━━━ Provided information ━━━

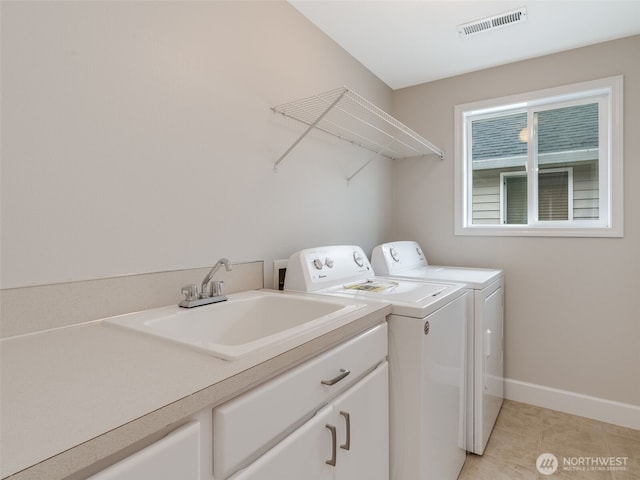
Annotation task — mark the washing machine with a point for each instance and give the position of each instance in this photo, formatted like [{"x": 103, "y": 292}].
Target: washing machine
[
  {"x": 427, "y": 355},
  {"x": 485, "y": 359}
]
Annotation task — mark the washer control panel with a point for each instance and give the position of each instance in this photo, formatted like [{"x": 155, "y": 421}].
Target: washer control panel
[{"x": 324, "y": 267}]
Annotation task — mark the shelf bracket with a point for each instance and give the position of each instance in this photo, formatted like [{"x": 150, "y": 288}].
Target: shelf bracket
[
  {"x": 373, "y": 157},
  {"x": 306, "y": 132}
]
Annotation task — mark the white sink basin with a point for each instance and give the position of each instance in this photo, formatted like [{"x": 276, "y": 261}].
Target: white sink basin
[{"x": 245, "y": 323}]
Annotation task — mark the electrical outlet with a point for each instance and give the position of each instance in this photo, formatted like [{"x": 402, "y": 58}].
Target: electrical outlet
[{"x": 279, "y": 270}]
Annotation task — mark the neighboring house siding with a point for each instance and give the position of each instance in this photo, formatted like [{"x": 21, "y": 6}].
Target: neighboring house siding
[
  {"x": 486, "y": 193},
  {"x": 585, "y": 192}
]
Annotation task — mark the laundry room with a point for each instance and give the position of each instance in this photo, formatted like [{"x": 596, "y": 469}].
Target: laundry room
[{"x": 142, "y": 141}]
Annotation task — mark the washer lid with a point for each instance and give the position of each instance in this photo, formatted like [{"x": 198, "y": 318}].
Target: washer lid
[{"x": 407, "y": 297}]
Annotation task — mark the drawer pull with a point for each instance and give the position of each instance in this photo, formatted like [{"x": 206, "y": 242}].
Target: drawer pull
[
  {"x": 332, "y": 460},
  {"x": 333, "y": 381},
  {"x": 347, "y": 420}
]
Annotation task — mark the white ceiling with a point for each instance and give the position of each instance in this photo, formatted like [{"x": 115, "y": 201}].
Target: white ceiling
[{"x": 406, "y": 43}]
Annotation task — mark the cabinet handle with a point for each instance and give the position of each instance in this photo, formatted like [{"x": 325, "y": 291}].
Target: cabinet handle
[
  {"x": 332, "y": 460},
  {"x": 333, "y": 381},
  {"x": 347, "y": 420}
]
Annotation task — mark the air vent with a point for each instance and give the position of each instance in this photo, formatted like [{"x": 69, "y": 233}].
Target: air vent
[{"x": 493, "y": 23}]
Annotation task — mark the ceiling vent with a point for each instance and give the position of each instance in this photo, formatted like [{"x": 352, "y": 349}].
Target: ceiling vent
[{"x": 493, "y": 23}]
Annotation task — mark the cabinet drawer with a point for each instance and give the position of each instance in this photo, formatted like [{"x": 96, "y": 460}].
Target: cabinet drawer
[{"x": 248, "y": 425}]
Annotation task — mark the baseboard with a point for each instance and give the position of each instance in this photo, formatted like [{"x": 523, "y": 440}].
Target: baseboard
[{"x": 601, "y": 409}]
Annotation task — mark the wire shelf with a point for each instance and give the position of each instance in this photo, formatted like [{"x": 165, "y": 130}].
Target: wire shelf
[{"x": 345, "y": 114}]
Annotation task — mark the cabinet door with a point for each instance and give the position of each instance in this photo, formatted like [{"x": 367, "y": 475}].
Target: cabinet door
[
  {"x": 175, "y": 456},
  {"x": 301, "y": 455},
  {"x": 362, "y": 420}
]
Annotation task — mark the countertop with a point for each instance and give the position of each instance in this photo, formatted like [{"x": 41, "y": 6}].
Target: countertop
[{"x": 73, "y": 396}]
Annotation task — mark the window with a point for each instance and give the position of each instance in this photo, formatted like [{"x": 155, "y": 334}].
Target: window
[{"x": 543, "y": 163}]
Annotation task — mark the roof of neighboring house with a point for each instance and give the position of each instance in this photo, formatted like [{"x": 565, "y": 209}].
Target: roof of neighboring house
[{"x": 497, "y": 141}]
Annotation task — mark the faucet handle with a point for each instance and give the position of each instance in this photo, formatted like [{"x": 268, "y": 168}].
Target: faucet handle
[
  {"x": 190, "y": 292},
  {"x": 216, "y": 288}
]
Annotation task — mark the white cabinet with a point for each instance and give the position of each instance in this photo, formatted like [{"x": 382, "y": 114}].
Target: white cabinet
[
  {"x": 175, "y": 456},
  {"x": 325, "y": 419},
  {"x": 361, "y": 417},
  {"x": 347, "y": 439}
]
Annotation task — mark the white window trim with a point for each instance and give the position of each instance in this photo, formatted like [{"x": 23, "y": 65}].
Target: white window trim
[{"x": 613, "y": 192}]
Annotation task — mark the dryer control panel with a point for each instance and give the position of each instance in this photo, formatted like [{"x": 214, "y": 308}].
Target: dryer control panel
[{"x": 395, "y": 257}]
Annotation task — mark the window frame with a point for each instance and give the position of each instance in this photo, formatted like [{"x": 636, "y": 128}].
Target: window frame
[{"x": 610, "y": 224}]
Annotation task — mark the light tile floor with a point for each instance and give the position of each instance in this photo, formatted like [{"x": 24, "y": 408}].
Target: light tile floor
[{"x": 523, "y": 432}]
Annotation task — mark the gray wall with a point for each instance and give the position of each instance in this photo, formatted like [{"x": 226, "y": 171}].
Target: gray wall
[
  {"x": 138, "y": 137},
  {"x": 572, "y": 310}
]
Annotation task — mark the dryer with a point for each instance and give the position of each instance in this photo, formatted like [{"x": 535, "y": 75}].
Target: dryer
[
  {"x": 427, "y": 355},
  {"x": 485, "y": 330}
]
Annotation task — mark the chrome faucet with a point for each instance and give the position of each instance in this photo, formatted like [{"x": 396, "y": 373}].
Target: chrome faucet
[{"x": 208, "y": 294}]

━━━

Print the records above exactly as they stand, but leave out the pictures.

▸ Full answer
Annotation task — mark the washing machine with a point for each instance and give the position of each instance in this photo, formatted like [{"x": 103, "y": 292}].
Target: washing machine
[
  {"x": 427, "y": 355},
  {"x": 485, "y": 359}
]
Annotation task — mark the washer control panel with a point for each instance and give the position of each instance in this photo, formatted like [{"x": 155, "y": 421}].
Target: washer control panel
[{"x": 324, "y": 267}]
Annotation task — mark the shelf bracket with a point for each instance and give the position of each instance in this photo, formatted like [{"x": 150, "y": 288}].
Target: shelf bracket
[
  {"x": 373, "y": 157},
  {"x": 306, "y": 132}
]
Annotation task — mark the white sink basin with a point for each instance and give the position of each instance in this photo, formatted like [{"x": 276, "y": 261}].
Target: white sink basin
[{"x": 245, "y": 323}]
Annotation task — mark the electrical outlet with a point for each instance and give the position of each instance in this photo, formatted like [{"x": 402, "y": 58}].
Target: electrical outlet
[{"x": 279, "y": 270}]
Annotation task — mark the neighboring house siding with a point for each instance and give the position of each instance in this photo, formatted like [{"x": 21, "y": 6}].
Target: neighboring house siding
[
  {"x": 486, "y": 193},
  {"x": 585, "y": 192}
]
Annotation task — mark the laundry room with a point for each instance and give the position of each instance in this photo, formatted like [{"x": 596, "y": 469}].
Target: laundry room
[{"x": 142, "y": 141}]
Annotation task — mark the washer lid with a point for each instance and give the position of each instance in this photo, formatted like [{"x": 198, "y": 318}].
Target: washer lid
[{"x": 407, "y": 297}]
Annotation task — mark the drawer pull with a point for each instance and give the position of each instance in this photo, formatted like [{"x": 206, "y": 242}].
Target: drawer pull
[
  {"x": 332, "y": 460},
  {"x": 333, "y": 381},
  {"x": 347, "y": 420}
]
Annotation task — mark the white ceiling with a point for each instance and give the position of each instance in this photo, formatted like [{"x": 115, "y": 201}].
Target: white ceiling
[{"x": 406, "y": 43}]
Annotation task — mark the cabinet handle with a point for each instance and give the position of each instance in this photo, formatted like [{"x": 325, "y": 291}].
Target: cabinet handle
[
  {"x": 332, "y": 460},
  {"x": 333, "y": 381},
  {"x": 347, "y": 420}
]
Annotation task — mark the air vent with a point for each instance and give the position of each instance in this photo, formatted like [{"x": 69, "y": 233}].
Target: air vent
[{"x": 493, "y": 23}]
Annotation task — mark the ceiling vent with a point for each instance and give the position of each instance in this photo, formatted like [{"x": 352, "y": 349}].
Target: ceiling vent
[{"x": 493, "y": 23}]
Annotation task — mark the cabinet drawer with a point for each instance and give the position of each instance in this photo, formatted like [{"x": 96, "y": 460}].
Target: cabinet drawer
[{"x": 248, "y": 425}]
Annotation task — mark the baseboard with a point for each instance and give the position of each instance in this photo, formatted like [{"x": 523, "y": 440}].
Target: baseboard
[{"x": 601, "y": 409}]
Annotation task — mark the wire shelf with a point for each instance and give the position of each instance in this photo, formatted like [{"x": 165, "y": 130}].
Target: wire shelf
[{"x": 345, "y": 114}]
Annotation task — mark the cabinet door with a point for each instance and give the position of each instance in this photo, formatted like [{"x": 367, "y": 475}].
Target: cabinet door
[
  {"x": 175, "y": 456},
  {"x": 301, "y": 455},
  {"x": 362, "y": 420}
]
Annotation task — mark the countertop with a point for each instance and give the position of each instance in this photo, formatted like [{"x": 41, "y": 6}].
Target: countertop
[{"x": 73, "y": 396}]
Annotation task — mark the window with a point for each instance and give the position of each instance in this photo, formatted like [{"x": 155, "y": 334}].
Target: window
[{"x": 543, "y": 163}]
Annotation task — mark the roof of neighboring house with a point for each instance and give the position of each instance in this photo, formatted like [{"x": 565, "y": 209}].
Target: roof of neighboring house
[{"x": 497, "y": 141}]
Annotation task — mark the faucet handle with a point for each instance and give the position of each instance in this photo, formatted like [{"x": 268, "y": 168}].
Target: faucet handle
[
  {"x": 190, "y": 292},
  {"x": 216, "y": 288}
]
Annotation task — mark the white cabinet with a point for each instance and give the position of each instance in this photo, formatted like [{"x": 382, "y": 114}].
Target: white cabinet
[
  {"x": 175, "y": 456},
  {"x": 325, "y": 419},
  {"x": 361, "y": 417},
  {"x": 347, "y": 439}
]
Annotation task — mark the white window trim with a point for each instance and give the position of each instance in this photo, formatted like [{"x": 23, "y": 65}].
Target: white window trim
[{"x": 613, "y": 192}]
Annotation task — mark the dryer control panel with a point for each instance and give the position of each instance in this photo, formatted like [{"x": 214, "y": 308}].
Target: dryer control panel
[{"x": 395, "y": 257}]
Annotation task — mark the window frame with a point for each instance and give the position of each instance in this photo, formatted like [{"x": 636, "y": 128}].
Target: window frame
[{"x": 610, "y": 224}]
Annotation task — mark the light tile floor with a point for each instance and give the position of each instance in this photo, formatted like [{"x": 24, "y": 408}].
Target: light tile floor
[{"x": 523, "y": 432}]
Annotation task — mark the gray wall with a point for each instance and give the position of each instance in this photo, formatted like [{"x": 226, "y": 171}].
Target: gray wall
[
  {"x": 138, "y": 137},
  {"x": 572, "y": 310}
]
Annotation task — mark the dryer with a point for each instance and give the position of each instance in this photo, formatted like [{"x": 535, "y": 75}].
Target: dryer
[
  {"x": 427, "y": 355},
  {"x": 485, "y": 330}
]
Annotation task — mark the chrome faucet with a point for each instance and give the position of each instance in this photo, formatted like [{"x": 396, "y": 373}].
Target: chrome faucet
[{"x": 208, "y": 294}]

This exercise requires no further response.